# START OF DATA SECTION
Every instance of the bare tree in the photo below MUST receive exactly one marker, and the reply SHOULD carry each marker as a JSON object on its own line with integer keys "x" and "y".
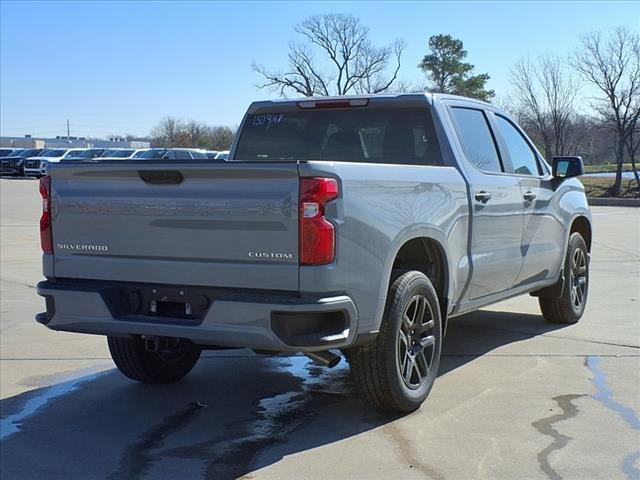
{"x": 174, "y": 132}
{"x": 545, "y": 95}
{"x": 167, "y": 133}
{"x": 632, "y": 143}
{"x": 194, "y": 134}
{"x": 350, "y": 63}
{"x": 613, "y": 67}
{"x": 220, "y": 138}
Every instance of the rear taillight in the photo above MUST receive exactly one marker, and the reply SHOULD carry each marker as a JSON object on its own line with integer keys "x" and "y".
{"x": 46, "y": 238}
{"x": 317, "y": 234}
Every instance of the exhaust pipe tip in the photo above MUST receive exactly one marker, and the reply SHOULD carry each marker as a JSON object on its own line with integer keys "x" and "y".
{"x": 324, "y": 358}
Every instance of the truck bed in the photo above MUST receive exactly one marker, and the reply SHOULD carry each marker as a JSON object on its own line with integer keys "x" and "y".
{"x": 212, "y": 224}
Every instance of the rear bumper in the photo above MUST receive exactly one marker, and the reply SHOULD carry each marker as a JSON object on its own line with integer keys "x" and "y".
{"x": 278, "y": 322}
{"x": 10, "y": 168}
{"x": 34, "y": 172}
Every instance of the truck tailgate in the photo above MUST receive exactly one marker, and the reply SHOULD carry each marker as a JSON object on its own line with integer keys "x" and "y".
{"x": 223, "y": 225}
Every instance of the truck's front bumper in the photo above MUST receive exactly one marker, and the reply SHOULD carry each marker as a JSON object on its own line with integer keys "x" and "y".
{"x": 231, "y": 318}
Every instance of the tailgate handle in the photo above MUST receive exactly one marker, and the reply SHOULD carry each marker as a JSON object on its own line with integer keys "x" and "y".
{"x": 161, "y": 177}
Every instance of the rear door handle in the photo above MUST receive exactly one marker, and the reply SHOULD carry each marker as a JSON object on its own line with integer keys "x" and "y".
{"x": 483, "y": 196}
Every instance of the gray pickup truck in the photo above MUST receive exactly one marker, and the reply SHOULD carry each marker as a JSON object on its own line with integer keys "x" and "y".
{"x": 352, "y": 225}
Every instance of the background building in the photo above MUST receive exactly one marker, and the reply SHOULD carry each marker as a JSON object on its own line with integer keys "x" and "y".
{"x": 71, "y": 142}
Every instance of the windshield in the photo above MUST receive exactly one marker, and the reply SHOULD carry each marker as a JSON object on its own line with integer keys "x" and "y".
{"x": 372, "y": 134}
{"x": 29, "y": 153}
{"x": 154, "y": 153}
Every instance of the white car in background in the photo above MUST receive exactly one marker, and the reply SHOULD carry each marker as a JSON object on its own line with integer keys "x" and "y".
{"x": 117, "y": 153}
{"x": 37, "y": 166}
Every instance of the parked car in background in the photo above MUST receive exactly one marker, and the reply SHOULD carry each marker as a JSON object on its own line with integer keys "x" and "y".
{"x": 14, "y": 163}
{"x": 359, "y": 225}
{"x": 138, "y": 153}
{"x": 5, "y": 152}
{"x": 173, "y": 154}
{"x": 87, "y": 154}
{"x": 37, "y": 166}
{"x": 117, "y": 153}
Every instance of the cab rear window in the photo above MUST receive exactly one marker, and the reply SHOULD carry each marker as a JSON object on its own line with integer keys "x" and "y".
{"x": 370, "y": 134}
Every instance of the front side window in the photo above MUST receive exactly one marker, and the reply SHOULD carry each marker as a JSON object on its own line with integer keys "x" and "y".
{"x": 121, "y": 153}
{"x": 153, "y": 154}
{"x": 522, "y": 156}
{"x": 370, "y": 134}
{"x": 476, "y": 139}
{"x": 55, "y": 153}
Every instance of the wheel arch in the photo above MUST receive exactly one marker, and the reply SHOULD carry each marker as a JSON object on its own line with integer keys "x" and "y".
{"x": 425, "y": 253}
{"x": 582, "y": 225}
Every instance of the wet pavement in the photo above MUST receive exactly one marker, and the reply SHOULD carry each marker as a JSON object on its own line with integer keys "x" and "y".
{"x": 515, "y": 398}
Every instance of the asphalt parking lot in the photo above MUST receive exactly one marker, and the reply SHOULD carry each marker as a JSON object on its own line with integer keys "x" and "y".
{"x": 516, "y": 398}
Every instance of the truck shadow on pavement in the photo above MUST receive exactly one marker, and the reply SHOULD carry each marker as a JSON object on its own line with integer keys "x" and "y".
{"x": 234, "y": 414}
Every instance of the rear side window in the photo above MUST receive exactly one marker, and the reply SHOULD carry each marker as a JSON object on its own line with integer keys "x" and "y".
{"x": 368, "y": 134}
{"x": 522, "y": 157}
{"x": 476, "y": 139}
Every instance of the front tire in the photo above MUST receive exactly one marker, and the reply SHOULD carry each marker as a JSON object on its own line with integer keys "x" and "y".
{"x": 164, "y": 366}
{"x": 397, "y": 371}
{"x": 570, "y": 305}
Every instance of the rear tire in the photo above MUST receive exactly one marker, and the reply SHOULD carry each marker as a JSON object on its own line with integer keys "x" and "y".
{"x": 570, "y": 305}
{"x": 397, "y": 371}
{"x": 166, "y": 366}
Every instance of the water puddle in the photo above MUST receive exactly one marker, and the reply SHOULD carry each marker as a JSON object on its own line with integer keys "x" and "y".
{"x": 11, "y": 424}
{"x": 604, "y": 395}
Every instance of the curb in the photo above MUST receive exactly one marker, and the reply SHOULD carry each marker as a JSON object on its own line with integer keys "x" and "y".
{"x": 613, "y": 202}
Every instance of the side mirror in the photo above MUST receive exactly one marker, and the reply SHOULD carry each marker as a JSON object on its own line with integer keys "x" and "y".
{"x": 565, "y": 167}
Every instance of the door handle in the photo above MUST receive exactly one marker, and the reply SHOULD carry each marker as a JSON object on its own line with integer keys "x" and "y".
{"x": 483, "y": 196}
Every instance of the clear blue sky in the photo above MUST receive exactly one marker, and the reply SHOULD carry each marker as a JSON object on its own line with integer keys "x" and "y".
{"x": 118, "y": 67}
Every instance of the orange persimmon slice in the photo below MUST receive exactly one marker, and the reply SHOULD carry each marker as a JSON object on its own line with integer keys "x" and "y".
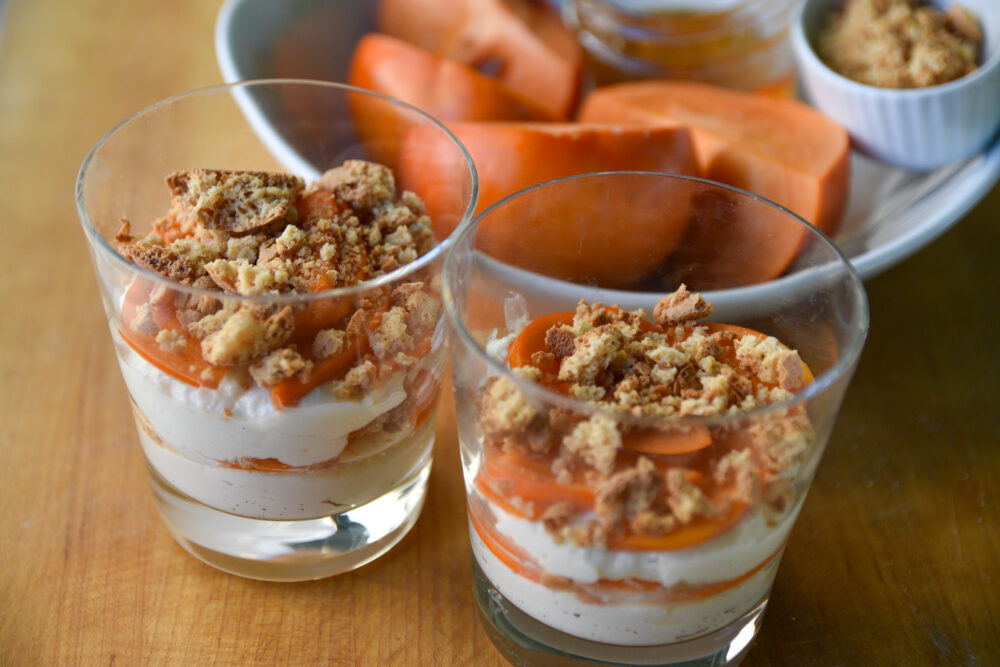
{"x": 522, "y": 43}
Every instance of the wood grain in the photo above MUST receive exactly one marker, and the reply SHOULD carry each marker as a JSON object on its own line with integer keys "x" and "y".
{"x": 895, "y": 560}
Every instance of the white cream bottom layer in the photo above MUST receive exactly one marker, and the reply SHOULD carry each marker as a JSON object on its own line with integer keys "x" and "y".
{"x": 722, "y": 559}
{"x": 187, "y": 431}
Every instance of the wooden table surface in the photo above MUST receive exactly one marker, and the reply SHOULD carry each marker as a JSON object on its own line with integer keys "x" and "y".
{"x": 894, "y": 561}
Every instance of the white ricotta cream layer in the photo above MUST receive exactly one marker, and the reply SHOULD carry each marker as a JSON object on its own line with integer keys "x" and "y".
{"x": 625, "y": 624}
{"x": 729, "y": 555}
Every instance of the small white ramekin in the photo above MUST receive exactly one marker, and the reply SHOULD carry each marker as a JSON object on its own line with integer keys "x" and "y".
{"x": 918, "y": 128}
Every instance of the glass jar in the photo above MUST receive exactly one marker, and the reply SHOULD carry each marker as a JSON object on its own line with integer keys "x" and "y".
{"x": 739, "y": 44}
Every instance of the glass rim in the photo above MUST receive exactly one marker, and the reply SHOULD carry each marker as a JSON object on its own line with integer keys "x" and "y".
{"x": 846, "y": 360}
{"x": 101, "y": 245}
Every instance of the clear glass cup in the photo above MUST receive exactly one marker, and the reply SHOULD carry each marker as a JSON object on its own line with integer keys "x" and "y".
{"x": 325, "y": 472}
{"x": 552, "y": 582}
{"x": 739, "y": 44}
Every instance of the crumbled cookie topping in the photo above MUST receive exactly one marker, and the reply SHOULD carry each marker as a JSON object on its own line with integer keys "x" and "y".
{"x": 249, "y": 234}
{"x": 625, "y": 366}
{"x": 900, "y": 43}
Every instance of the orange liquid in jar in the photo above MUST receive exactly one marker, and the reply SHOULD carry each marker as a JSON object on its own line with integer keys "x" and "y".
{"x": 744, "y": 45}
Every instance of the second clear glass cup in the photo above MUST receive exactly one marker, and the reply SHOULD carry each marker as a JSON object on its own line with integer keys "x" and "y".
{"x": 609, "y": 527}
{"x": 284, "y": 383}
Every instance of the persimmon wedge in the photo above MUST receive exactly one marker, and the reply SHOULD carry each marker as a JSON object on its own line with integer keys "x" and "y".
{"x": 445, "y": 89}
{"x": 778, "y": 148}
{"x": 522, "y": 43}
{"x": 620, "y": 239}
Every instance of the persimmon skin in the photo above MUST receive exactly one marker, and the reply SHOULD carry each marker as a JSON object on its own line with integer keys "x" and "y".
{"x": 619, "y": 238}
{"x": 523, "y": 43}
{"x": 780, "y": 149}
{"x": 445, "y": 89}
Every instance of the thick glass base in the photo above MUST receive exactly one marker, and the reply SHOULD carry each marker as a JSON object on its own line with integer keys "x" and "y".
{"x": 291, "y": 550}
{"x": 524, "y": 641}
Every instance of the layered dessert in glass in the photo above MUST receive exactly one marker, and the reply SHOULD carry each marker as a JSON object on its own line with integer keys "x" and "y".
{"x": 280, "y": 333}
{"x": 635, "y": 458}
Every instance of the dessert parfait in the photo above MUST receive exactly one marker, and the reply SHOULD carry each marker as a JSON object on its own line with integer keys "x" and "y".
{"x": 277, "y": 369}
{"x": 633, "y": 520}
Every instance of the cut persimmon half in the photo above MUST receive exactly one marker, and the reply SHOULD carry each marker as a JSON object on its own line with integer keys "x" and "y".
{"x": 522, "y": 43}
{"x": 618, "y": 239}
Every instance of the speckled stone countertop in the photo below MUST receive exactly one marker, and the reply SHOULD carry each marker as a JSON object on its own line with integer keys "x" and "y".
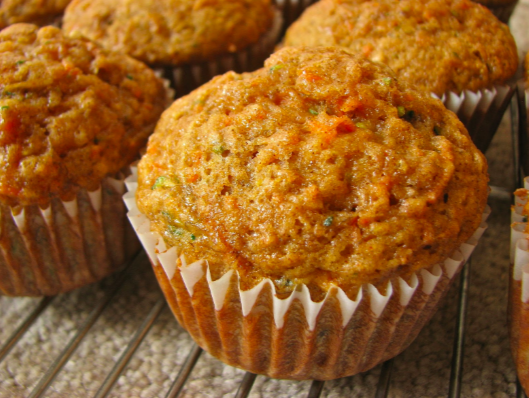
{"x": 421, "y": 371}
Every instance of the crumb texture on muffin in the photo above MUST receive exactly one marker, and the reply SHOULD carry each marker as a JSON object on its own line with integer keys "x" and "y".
# END OF DATA SECTION
=== WRITTEN PROBLEM ===
Retype the rows above word for word, starting with the line that contains "Every instance of the dessert" and continuing through the last line of the rows. Leave the pictures out of your answer.

=== RESPONSE ===
Every instance of the dessert parfait in the photo above MUST receive exactly one marker, and the reply SHOULD carry each marker as a JSON object on its own line with integer keys "x" and "y".
{"x": 277, "y": 369}
{"x": 633, "y": 520}
Every instance of the cut persimmon half in the photo above MUST receive exactly one marker, and the reply SHOULD carry each marker as a JSON object on its own line with integer keys "x" and "y".
{"x": 522, "y": 43}
{"x": 618, "y": 239}
Every instance of the speckled stone countertop in the photo below MUST receive exactly one marker, and the reply SHOULD carry each marker as a JSON object on its own line with integer keys "x" and "y".
{"x": 421, "y": 371}
Every instance of the crumb texture on muffin in the photo above MUST receive exactly one marker, and the reply SHOULD carry each marker as a JSON object on its own line with integer keys "x" and "y".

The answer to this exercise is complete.